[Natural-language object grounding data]
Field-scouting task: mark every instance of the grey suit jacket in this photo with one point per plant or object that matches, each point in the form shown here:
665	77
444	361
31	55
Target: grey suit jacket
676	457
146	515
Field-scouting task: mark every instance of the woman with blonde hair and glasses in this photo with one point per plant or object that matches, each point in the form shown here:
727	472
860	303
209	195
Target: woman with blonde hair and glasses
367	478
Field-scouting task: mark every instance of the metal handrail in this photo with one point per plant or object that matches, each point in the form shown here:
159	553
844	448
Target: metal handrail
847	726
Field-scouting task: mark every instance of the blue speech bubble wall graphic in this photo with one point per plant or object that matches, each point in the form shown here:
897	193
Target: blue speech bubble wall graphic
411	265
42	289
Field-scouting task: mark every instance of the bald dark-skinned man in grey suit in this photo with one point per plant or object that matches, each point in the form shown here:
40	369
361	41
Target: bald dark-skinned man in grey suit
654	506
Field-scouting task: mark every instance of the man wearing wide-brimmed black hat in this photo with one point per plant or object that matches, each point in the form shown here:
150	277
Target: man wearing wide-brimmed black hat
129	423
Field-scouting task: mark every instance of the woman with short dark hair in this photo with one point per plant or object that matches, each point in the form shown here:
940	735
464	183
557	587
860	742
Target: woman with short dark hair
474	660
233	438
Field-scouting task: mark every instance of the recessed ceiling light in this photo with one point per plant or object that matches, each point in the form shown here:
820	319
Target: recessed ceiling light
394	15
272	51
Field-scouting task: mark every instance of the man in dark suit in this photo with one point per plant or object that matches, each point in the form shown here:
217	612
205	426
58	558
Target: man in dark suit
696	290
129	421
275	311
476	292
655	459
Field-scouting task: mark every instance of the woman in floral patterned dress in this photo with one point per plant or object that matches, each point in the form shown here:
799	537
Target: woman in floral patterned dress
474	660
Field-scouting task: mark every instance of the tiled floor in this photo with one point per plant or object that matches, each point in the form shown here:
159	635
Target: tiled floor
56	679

Work request: Transcribe all of the records exactly.

Solution:
Field-scouting task: mark every instance of the grey suit jacket in this photo with one point per plant or object that matches, each point in the form shown here:
665	77
444	361
31	55
Target: grey suit jacket
676	457
146	515
Field-scouting task: mark every instance of the woman with blonde hair and glasses in this photo with one point per plant or object that matches, each point in the form shown here:
727	472
860	303
209	195
Target: woman with blonde hair and glasses
367	478
Field-scouting task: mark every instance of the metal handrail in this photo with one point per plant or object that matches, each point in the form shown here:
159	553
844	448
Target: metal handrail
847	726
Field-scouting task: mark every instance of the blue speech bubble wall graphic in this photo with one point per plant or object that matches, each point in the form shown here:
897	193
Target: blue speech bubble wall graphic
411	265
42	289
Field-scouting task: mark every instance of the bald dark-skinned man in grey suit in this photo with one point per plant or object that matches, each point in the form shown here:
40	369
361	41
Target: bald dark-skinned man in grey suit
654	506
Field-scouting task: mark every instance of the man wearing wide-brimmed black hat in this photo with one point per plant or object that matches, each point in the form shown here:
150	277
Target: man wearing wide-brimmed black hat
129	423
Field-scouting task: mark every instance of the woman with short dark hair in this photo with one point per plant or object that matches, each point in the form shown here:
940	735
464	183
557	587
860	742
Target: woman with short dark hair
474	660
233	438
Field-scouting task: mark every instance of the recessed ceiling light in this photo with one point per plant or object that matches, each point in the form shown here:
820	319
Target: recessed ceiling light
394	15
272	51
Field-scouting task: mark every instance of the man in dark suit in this photo with one point per plant or object that matches, each point in the form shown here:
217	612
205	426
58	558
Target: man in dark suit
696	290
129	421
275	311
476	292
655	459
Field-scouting task: mark every instance of the woman in floral patterned dress in this photo with one point per plant or object that matches, each point in the form shown here:
799	537
Target: woman in floral patterned dress
474	660
Field-scouting task: mark every instance of the tiled floor in this photo with one point per plant or object that matches, each point in the form shown here:
159	635
Target: tiled floor
56	679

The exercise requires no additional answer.